> [Provided records]
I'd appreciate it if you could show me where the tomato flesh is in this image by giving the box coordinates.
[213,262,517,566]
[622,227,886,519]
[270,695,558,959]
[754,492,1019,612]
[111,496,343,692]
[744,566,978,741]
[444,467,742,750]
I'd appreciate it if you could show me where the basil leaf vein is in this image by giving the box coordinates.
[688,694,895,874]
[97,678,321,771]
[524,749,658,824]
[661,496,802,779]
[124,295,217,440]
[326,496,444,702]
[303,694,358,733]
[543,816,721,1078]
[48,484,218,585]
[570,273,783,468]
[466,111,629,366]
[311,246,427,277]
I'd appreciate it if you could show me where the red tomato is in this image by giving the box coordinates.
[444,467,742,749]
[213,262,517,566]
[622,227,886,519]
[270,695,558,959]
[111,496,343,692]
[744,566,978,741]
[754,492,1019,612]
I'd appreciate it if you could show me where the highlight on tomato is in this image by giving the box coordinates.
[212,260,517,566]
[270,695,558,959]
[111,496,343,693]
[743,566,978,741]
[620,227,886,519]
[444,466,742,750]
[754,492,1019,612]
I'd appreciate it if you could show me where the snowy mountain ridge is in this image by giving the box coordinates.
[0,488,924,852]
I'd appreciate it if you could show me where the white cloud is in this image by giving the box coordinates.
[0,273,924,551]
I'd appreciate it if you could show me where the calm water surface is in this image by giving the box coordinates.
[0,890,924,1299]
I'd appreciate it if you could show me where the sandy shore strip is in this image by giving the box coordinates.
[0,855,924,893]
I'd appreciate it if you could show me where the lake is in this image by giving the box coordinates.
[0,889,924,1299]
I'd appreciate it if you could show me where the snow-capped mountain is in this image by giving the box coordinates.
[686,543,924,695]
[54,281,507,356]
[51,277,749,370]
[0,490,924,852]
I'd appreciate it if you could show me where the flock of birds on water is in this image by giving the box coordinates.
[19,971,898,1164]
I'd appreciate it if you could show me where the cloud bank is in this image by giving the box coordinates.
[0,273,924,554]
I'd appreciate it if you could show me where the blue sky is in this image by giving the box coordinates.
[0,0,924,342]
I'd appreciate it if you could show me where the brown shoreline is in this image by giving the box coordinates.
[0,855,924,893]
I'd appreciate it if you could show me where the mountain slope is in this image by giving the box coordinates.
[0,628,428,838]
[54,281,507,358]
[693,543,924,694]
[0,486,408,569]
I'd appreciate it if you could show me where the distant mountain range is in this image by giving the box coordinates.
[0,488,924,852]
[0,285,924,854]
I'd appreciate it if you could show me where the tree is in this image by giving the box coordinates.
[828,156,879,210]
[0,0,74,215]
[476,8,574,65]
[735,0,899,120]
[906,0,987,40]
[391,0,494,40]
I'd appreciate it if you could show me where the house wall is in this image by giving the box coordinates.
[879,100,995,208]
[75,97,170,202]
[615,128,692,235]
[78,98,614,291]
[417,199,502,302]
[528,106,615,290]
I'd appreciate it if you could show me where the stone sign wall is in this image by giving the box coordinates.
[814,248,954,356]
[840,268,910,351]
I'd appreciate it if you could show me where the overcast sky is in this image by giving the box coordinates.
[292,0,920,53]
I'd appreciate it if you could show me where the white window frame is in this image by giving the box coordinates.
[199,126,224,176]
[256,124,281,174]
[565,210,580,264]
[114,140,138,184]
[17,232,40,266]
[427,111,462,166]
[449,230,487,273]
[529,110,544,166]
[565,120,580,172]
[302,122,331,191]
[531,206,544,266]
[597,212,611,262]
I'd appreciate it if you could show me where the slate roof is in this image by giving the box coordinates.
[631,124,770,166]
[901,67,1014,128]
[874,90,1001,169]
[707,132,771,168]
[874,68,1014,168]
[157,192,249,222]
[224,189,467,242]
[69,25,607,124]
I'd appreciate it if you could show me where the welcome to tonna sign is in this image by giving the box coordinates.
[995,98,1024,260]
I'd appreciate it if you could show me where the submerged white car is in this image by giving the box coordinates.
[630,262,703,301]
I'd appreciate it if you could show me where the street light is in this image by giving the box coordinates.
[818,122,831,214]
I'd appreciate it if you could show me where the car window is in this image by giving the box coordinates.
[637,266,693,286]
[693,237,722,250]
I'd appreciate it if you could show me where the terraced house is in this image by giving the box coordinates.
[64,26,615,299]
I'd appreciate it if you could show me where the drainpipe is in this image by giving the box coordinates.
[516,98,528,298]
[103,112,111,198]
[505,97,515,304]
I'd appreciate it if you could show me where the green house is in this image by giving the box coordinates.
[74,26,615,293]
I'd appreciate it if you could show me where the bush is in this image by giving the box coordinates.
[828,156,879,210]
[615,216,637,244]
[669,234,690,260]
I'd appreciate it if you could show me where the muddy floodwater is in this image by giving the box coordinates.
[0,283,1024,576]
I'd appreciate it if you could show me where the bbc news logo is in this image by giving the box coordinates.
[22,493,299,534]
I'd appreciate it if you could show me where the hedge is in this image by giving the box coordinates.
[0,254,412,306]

> [What to do] Copy out the stretch from the line containing "I'd appreciate it if you could show me where the muddy" through the end of the records, word for word.

> [Reply]
I'd appreciate it if you could show me where the muddy floodwater is in this image by giving the box coordinates.
[0,283,1024,576]
I'd appreciate it if you could show me where the bbc news logo is in this image by giving the box coordinates.
[22,493,299,534]
I'd appreciate it if you could show me where the hedge is in this image by giving the box coordinates.
[0,254,412,306]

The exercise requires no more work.